> Selected passage:
[Bioperl-l] bioperl pulls, xml parsers push, and things get complicated

Wed Jul 19 12:20:21 EDT 2006

There are a lot of different XML processing strategies. Most fall into 
two categories: stream-based and tree-based.

With the stream-based strategy, the parser continuously alerts a program 
to patterns in the XML. The parser functions like a pipeline, taking XML 
markup on one end and pumping out processed nuggets of data to your program.

With the tree-based strategy, the parser keeps the data to itself until 
the very end, when it presents a complete model of the document to your 
program. The whole point to this strategy is that your program can pull 
out any data it needs, in any order.

Most of the times I use tree-based strategies because they place all of 
the data into a structure which lets me to access any internal node 
using array/hash references. The simplest parser for this is XML::Simple 
using XML::Parser as the 'preferred parser' (which is built on top of 
XML::Parser::Expat, which is a wrapper around the expat library).

> Available data:

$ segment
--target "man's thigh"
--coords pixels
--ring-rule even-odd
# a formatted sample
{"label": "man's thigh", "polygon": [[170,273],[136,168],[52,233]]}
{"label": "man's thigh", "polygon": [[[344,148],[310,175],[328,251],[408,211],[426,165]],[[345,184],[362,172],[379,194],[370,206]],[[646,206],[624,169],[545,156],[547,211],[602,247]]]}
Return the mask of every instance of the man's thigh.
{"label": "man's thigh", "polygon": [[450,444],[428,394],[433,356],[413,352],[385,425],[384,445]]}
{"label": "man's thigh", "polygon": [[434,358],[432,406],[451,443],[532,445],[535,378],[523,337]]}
==
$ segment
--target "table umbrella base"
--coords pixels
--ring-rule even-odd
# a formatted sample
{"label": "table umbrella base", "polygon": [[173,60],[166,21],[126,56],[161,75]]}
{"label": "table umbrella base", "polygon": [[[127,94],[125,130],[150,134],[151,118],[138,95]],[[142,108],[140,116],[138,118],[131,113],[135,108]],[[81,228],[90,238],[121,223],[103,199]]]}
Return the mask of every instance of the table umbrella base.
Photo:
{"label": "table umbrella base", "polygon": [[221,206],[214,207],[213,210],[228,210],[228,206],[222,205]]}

> Exercise instructions:
1. Pull out each line of the records containing the string "mask".
2. Extend the post on XML processing strategies, picking up after its last sentence.
The records are unrelated to the text.

> Task-by-task outputs:
1.
Return the mask of every instance of the man's thigh.
Return the mask of every instance of the table umbrella base.

2.
More advanced parsers (both stream and tree-based) are:

* XML::LibXML (a wrapper for libxml2's C library)
* XML::Grove (takes a tree and changes it into an object hierarchy. Each 
node type is represented by a different class)
* XML::PYX (for repackaging XML as a stream of easily recognizable and 
transmutable symbols)
* XML::SimpleObject (changes a hierarchy of lists into a hierarchy of 
objects)
* XML::XPath (for writing expressions that pinpoint specific pieces of 
documents)

There are also some standards-based solutions like:

* XML::SAX (Simple API for XML) for event streams.
* XML::DOM (Document Object Model) for tree processing.

Your strategy of choice depends a lot on the type of XML files you want 
to parse. Understanding the structure of the files and deciding which is 
the data you want to extract from them is a fundamental step to choose 
the appropriate method/parser to use.

Just my 2 cents :)

Regards,
Mauricio.

Chris Fields wrote:
> The Bio::SearchIO modules are supposed work like a SAX parser, where results
> are returned as the report is parsed b/c of the occurrence of specific
> 'events' (start_element, end_element, and so on).  However, the actual
> behaviour for each module changes depending on the report type and the
> author's intention.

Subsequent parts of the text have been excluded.